Text shown:
Load Testing Goals
Load testing answers questions that no unit or integration test can:
- What is the maximum throughput before error rates climb?
- Does the API return 503s or just slow down under overload?
- Are there memory leaks that surface only after 10 minutes of sustained load?
- Does the 99th percentile latency stay within SLO under normal traffic?
Load testing should be a regular part of your CI pipeline, not a one-off exercise before a major launch. Regressions in performance are just as real as regressions in correctness.
k6
k6 is a Go-based load testing tool with a JavaScript scripting API. It is fast, has low overhead per virtual user, and integrates well with CI pipelines.
Basic Script
// load-test.js
import http from 'k6/http';
import { check, sleep } from 'k6';
export const options = {
vus: 50, // 50 virtual users
duration: '2m', // run for 2 minutes
thresholds: {
http_req_failed: ['rate<0.01'], // <1% error rate
http_req_duration: ['p(95)<500'], // 95th percentile < 500ms
'http_req_duration{status:200}': ['p(99)<1000'],
},
};
export default function () {
const res = http.get('https://api.example.com/users');
check(res, {
'status is 200': (r) => r.status === 200,
'response time < 200ms': (r) => r.timings.duration < 200,
'has results array': (r) => r.json('results') !== undefined,
});
sleep(1);
}
k6 run load-test.js
Ramp-Up Patterns
Real traffic doesn't start at full load. Use stages to ramp up gradually:
export const options = {
stages: [
{ duration: '30s', target: 10 }, // ramp up to 10 VUs
{ duration: '1m', target: 50 }, // ramp up to 50 VUs
{ duration: '2m', target: 50 }, // hold at 50 VUs
{ duration: '30s', target: 0 }, // ramp down
],
};
Checking Status Codes
import { check } from 'k6';
import { Rate } from 'k6/metrics';
const errorRate = new Rate('errors');
export default function () {
const res = http.post('https://api.example.com/orders', JSON.stringify({
item_id: 1, qty: 2
}), { headers: { 'Content-Type': 'application/json' } });
const ok = check(res, {
'status is 201': (r) => r.status === 201,
'not a 429': (r) => r.status !== 429,
'not a 500': (r) => r.status !== 500,
});
errorRate.add(!ok);
}
Running k6 in CI
# GitHub Actions
- name: Load test
uses: grafana/[email protected]
with:
filename: tests/load-test.js
env:
BASE_URL: https://staging.example.com
Locust
Locust is a Python load testing tool. Its test scripts are plain Python classes, making it easy to integrate with your existing Python codebase and test fixtures.
# locustfile.py
from locust import HttpUser, task, between
class APIUser(HttpUser):
wait_time = between(1, 3) # think time between requests
def on_start(self):
"""Called once per user when they start."""
response = self.client.post('/auth/token', json={
'username': '[email protected]',
'password': 'testpassword'
})

Exercise:
From the load-testing page, copy out word for word the passage that opens with the words containing "- Does the 99th" and closes with "regressions in correctness.". The records that follow are separate from the load-testing page.

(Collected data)
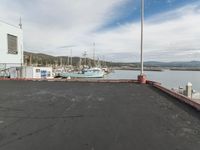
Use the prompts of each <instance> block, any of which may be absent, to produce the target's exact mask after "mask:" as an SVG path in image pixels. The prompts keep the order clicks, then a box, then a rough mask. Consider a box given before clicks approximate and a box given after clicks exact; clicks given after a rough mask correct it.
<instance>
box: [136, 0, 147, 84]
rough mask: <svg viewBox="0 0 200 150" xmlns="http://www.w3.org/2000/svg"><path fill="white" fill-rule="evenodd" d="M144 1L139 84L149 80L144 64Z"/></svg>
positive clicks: (140, 49)
mask: <svg viewBox="0 0 200 150" xmlns="http://www.w3.org/2000/svg"><path fill="white" fill-rule="evenodd" d="M143 34H144V0H141V45H140V46H141V49H140V50H141V52H140V65H141V68H140V69H141V70H140V75H138V82H139V83H146V81H147V78H146V75H145V74H144V62H143V44H144V38H143Z"/></svg>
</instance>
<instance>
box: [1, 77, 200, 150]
mask: <svg viewBox="0 0 200 150" xmlns="http://www.w3.org/2000/svg"><path fill="white" fill-rule="evenodd" d="M199 139H200V111H198V110H197V109H195V108H193V107H191V106H190V105H188V104H186V103H183V102H181V101H179V100H177V98H175V97H173V96H171V95H169V94H167V93H165V92H164V91H163V90H160V89H158V88H156V87H154V86H152V85H151V84H138V83H134V82H130V83H129V82H127V83H123V82H118V83H117V82H116V83H115V82H98V83H97V82H96V83H95V82H78V81H75V82H57V81H53V82H49V81H17V80H16V81H0V150H147V149H148V150H189V149H190V150H199V148H200V140H199Z"/></svg>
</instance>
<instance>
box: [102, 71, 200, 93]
mask: <svg viewBox="0 0 200 150" xmlns="http://www.w3.org/2000/svg"><path fill="white" fill-rule="evenodd" d="M139 73H140V72H139V71H133V70H115V71H114V72H113V73H110V74H109V75H107V76H105V79H137V76H138V75H139ZM145 74H146V75H147V77H148V80H152V81H157V82H160V83H162V85H163V86H165V87H167V88H169V89H171V88H178V87H179V86H181V87H183V88H185V85H186V84H187V83H188V82H191V83H192V84H193V89H195V90H196V91H198V92H200V71H171V70H165V71H162V72H157V71H146V72H145Z"/></svg>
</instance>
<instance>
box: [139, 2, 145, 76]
mask: <svg viewBox="0 0 200 150" xmlns="http://www.w3.org/2000/svg"><path fill="white" fill-rule="evenodd" d="M143 28H144V0H141V54H140V61H141V62H140V63H141V70H140V74H141V75H143V74H144V62H143V41H144V38H143V32H144V29H143Z"/></svg>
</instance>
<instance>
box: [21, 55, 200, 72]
mask: <svg viewBox="0 0 200 150" xmlns="http://www.w3.org/2000/svg"><path fill="white" fill-rule="evenodd" d="M24 57H25V63H27V64H29V63H30V61H31V63H32V64H38V65H60V64H61V63H62V64H63V65H67V64H70V60H71V58H70V57H69V56H57V57H56V56H51V55H47V54H42V53H31V52H24ZM72 60H73V61H72V64H73V65H78V64H80V57H73V58H72ZM81 60H82V64H84V63H85V59H84V58H81ZM96 62H97V61H96ZM99 62H100V63H101V64H102V65H103V66H104V65H107V66H108V67H128V68H138V67H139V66H140V65H139V63H138V62H135V63H123V62H108V61H107V62H104V61H101V60H100V61H99ZM86 63H87V64H89V65H93V60H92V59H90V58H87V59H86ZM144 66H145V67H160V68H200V61H190V62H158V61H147V62H144Z"/></svg>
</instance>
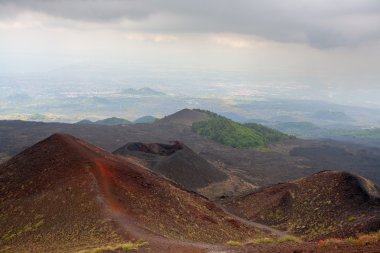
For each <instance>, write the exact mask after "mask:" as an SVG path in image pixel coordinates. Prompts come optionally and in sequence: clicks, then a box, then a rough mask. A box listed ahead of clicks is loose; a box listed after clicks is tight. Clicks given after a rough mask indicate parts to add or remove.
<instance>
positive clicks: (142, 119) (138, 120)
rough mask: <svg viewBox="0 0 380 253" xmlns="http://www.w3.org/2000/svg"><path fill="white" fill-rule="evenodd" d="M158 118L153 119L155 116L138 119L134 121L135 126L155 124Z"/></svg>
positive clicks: (144, 117)
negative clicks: (152, 123)
mask: <svg viewBox="0 0 380 253" xmlns="http://www.w3.org/2000/svg"><path fill="white" fill-rule="evenodd" d="M157 120H158V118H156V117H153V116H143V117H141V118H138V119H136V120H135V121H133V123H134V124H145V123H153V122H155V121H157Z"/></svg>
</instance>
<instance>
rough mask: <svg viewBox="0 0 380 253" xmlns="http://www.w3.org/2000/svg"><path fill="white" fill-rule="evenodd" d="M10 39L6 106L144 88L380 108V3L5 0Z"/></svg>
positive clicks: (1, 47) (6, 48)
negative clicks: (40, 0)
mask: <svg viewBox="0 0 380 253" xmlns="http://www.w3.org/2000/svg"><path fill="white" fill-rule="evenodd" d="M0 34H1V40H0V56H1V57H0V91H1V93H2V97H1V99H2V100H3V103H0V109H1V108H3V109H4V108H6V107H7V106H8V107H9V106H10V105H9V104H8V105H7V102H5V99H6V98H7V97H12V96H17V95H18V94H24V95H25V94H26V95H28V96H30V97H32V98H34V99H35V100H40V101H46V100H48V99H49V97H50V96H51V94H57V95H59V94H63V93H65V92H68V91H70V92H77V93H78V92H79V93H78V94H82V95H83V94H86V96H90V97H91V96H93V95H91V94H99V92H100V93H101V92H103V93H107V92H111V93H112V92H116V91H118V90H122V89H126V88H141V87H150V88H153V89H155V90H158V91H161V92H164V93H166V94H169V95H172V96H188V97H194V98H205V99H207V98H217V99H224V100H230V99H233V100H253V101H255V100H262V99H291V100H292V99H294V100H321V101H326V102H330V103H336V104H342V105H351V106H360V107H368V108H377V109H379V108H380V99H379V95H378V94H380V85H379V82H380V75H379V73H378V69H380V3H379V2H378V1H368V0H366V1H345V2H340V1H316V0H315V1H293V0H291V1H286V2H284V1H277V0H271V1H265V2H262V1H246V0H238V1H234V2H229V1H225V0H222V1H215V0H210V1H207V2H205V1H191V2H173V1H165V0H161V1H154V0H147V1H138V2H137V1H122V0H112V1H101V0H96V1H83V0H80V1H61V0H56V1H51V2H45V1H40V0H31V1H28V0H24V1H8V0H2V1H0ZM80 92H82V93H80ZM96 92H98V93H96ZM34 102H35V101H34ZM4 110H5V109H4ZM20 113H23V112H22V111H20Z"/></svg>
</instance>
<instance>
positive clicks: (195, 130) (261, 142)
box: [192, 110, 291, 148]
mask: <svg viewBox="0 0 380 253" xmlns="http://www.w3.org/2000/svg"><path fill="white" fill-rule="evenodd" d="M197 111H199V112H203V113H205V114H207V115H208V116H209V118H208V119H207V120H204V121H199V122H194V123H193V124H192V130H193V131H194V132H195V133H197V134H199V135H201V136H204V137H206V138H208V139H211V140H213V141H216V142H218V143H221V144H224V145H227V146H231V147H234V148H264V147H266V146H267V145H268V144H270V143H273V142H277V141H283V140H288V139H290V138H291V137H290V136H288V135H286V134H283V133H281V132H278V131H276V130H273V129H270V128H267V127H264V126H262V125H259V124H255V123H249V124H245V125H244V124H240V123H237V122H235V121H232V120H230V119H227V118H225V117H222V116H220V115H217V114H215V113H212V112H206V111H201V110H197Z"/></svg>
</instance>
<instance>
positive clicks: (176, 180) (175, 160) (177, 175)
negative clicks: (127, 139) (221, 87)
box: [114, 141, 254, 199]
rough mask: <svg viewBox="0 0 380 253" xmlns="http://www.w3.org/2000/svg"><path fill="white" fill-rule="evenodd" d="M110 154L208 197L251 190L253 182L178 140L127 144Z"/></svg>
mask: <svg viewBox="0 0 380 253" xmlns="http://www.w3.org/2000/svg"><path fill="white" fill-rule="evenodd" d="M114 154H119V155H123V156H126V157H134V158H137V159H139V162H140V163H143V164H144V165H145V166H146V167H148V168H149V169H151V170H153V171H154V172H156V173H159V174H160V175H163V176H165V177H166V178H168V179H170V180H172V181H174V182H176V183H178V184H180V185H182V186H183V187H184V188H185V189H187V190H191V191H196V192H198V193H200V194H202V195H203V196H205V197H207V198H209V199H214V198H217V197H221V196H230V195H232V194H233V193H234V192H236V191H248V190H252V189H254V186H253V185H251V184H249V183H247V182H245V181H243V180H239V179H238V178H236V177H234V176H233V175H229V174H227V173H225V172H224V171H222V170H221V169H219V168H216V167H215V166H213V165H212V164H210V163H209V162H208V161H206V160H205V159H204V158H202V157H200V156H199V155H198V154H196V153H195V152H194V151H192V150H191V149H190V148H188V147H187V146H186V145H185V144H183V143H181V142H178V141H174V142H171V144H160V143H141V142H134V143H128V144H126V145H124V146H123V147H121V148H119V149H117V150H116V151H115V152H114Z"/></svg>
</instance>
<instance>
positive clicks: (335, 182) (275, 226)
mask: <svg viewBox="0 0 380 253" xmlns="http://www.w3.org/2000/svg"><path fill="white" fill-rule="evenodd" d="M227 206H229V207H230V208H232V209H234V210H235V211H237V212H238V213H239V214H240V215H242V216H243V217H245V218H247V219H249V220H253V221H257V222H262V223H265V224H267V225H271V226H274V227H276V228H279V229H282V230H287V231H289V232H291V233H294V234H298V235H300V236H302V237H304V238H305V239H319V238H326V237H332V236H337V237H347V236H351V235H355V234H356V233H359V232H368V231H376V230H378V229H380V195H379V188H378V187H377V186H376V185H375V184H373V183H372V182H371V181H369V180H367V179H364V178H362V177H359V176H355V175H353V174H350V173H346V172H336V171H325V172H320V173H317V174H314V175H312V176H310V177H306V178H302V179H299V180H296V181H292V182H289V183H284V184H277V185H274V186H270V187H266V188H263V189H261V190H259V191H257V192H254V193H252V194H249V195H246V196H243V197H240V198H237V199H235V200H233V201H231V202H229V203H227Z"/></svg>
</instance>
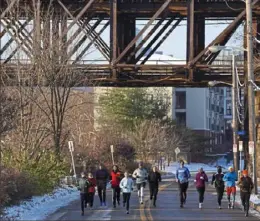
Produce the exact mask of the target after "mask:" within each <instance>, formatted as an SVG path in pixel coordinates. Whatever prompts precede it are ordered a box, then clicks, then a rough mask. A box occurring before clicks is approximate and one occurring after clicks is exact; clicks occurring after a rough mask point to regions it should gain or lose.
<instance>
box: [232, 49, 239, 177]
mask: <svg viewBox="0 0 260 221" xmlns="http://www.w3.org/2000/svg"><path fill="white" fill-rule="evenodd" d="M235 62H236V60H235V54H234V53H233V54H232V127H233V161H234V170H235V171H236V173H238V155H237V149H238V148H237V128H238V123H237V117H238V116H237V110H236V108H237V96H236V95H237V75H236V63H235Z"/></svg>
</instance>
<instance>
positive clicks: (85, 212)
mask: <svg viewBox="0 0 260 221" xmlns="http://www.w3.org/2000/svg"><path fill="white" fill-rule="evenodd" d="M145 194H146V196H148V188H146V191H145ZM108 199H109V200H108V205H107V207H106V208H104V207H100V206H99V200H98V197H97V196H96V197H95V206H94V209H93V210H89V209H87V211H86V212H85V216H83V217H82V216H81V215H80V202H79V201H76V202H73V203H72V204H71V205H69V206H67V207H65V208H61V209H60V210H58V211H56V213H54V214H52V215H51V216H50V217H48V218H47V220H141V221H145V220H176V221H177V220H178V221H180V220H189V221H195V220H214V221H229V220H249V221H255V220H258V218H256V217H252V216H250V217H244V213H243V212H242V211H241V209H239V208H236V209H234V210H229V209H227V201H225V200H224V201H223V209H222V210H219V209H218V208H217V203H216V194H215V191H214V189H213V188H211V187H208V188H207V192H206V195H205V202H204V207H203V209H199V208H198V194H197V192H196V189H195V187H194V185H193V184H191V185H190V188H189V191H188V198H187V203H186V205H185V207H184V208H182V209H181V208H180V207H179V197H178V189H177V185H176V183H175V182H173V181H169V180H168V181H165V182H162V184H161V191H160V192H159V195H158V201H157V207H156V208H154V207H153V206H151V205H150V200H149V199H148V197H146V199H145V203H144V205H139V203H138V198H137V193H136V192H133V193H132V197H131V205H130V214H129V215H127V214H126V213H125V208H123V207H122V206H119V207H117V208H116V209H114V208H112V205H111V200H110V199H111V191H108Z"/></svg>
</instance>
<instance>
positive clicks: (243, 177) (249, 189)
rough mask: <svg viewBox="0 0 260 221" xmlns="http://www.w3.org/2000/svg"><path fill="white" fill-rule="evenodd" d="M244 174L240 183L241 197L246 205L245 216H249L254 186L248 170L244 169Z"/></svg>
mask: <svg viewBox="0 0 260 221" xmlns="http://www.w3.org/2000/svg"><path fill="white" fill-rule="evenodd" d="M242 174H243V176H242V177H241V178H240V180H239V182H238V185H239V187H240V198H241V202H242V205H243V207H244V212H245V216H246V217H247V216H248V211H249V206H250V205H249V201H250V195H251V192H252V190H253V188H254V184H253V182H252V179H251V177H249V176H248V171H247V170H243V172H242Z"/></svg>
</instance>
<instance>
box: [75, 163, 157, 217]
mask: <svg viewBox="0 0 260 221" xmlns="http://www.w3.org/2000/svg"><path fill="white" fill-rule="evenodd" d="M132 177H133V178H134V179H135V183H136V187H137V194H138V197H139V201H140V204H143V203H144V188H145V187H146V182H147V181H148V183H149V189H150V200H152V201H153V206H154V207H156V199H157V193H158V190H159V182H161V174H160V173H159V172H158V168H157V167H156V166H153V168H152V171H151V172H150V173H148V172H147V170H146V169H145V168H144V166H143V163H142V162H140V163H139V167H138V168H137V169H136V170H135V171H134V172H133V174H132ZM108 180H110V185H111V188H112V203H113V207H114V208H116V206H117V205H118V206H119V205H120V193H121V191H122V193H123V207H126V213H127V214H129V207H130V198H131V192H132V191H133V189H134V181H133V179H132V178H131V177H130V176H129V173H128V171H125V172H124V174H123V173H122V172H121V171H120V170H119V168H118V166H117V165H114V166H113V168H112V171H111V173H108V171H107V170H106V169H105V168H103V166H102V165H100V166H99V169H98V170H97V172H96V178H93V174H92V173H88V176H86V174H85V173H84V172H82V173H81V178H80V180H79V183H78V189H79V190H80V199H81V215H84V210H85V208H87V206H89V207H90V208H92V207H93V201H94V194H93V192H94V193H95V188H97V191H98V196H99V200H100V206H106V189H107V181H108Z"/></svg>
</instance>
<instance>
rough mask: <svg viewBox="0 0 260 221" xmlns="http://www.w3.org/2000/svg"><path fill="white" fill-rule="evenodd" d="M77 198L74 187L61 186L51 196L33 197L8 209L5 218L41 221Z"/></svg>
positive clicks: (39, 196)
mask: <svg viewBox="0 0 260 221" xmlns="http://www.w3.org/2000/svg"><path fill="white" fill-rule="evenodd" d="M78 198H79V192H78V190H77V188H75V187H73V188H72V187H68V186H63V187H61V188H57V189H56V190H54V191H53V193H51V194H46V195H43V196H36V197H33V198H32V199H31V200H28V201H23V202H22V203H21V204H20V205H18V206H12V207H8V208H6V210H5V213H6V217H7V218H10V219H14V220H43V219H45V218H46V217H47V216H48V215H50V214H52V213H54V212H55V211H56V210H57V209H59V208H61V207H64V206H67V205H68V204H70V203H71V202H72V201H74V200H77V199H78Z"/></svg>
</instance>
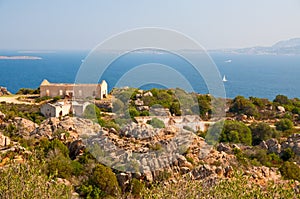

Solution below:
- Does the 99th percentile latency stay within SLO under normal traffic?
Load testing should be a regular part of your CI pipeline, not a one-off exercise before a major launch. Regressions in performance are just as real as regressions in correctness.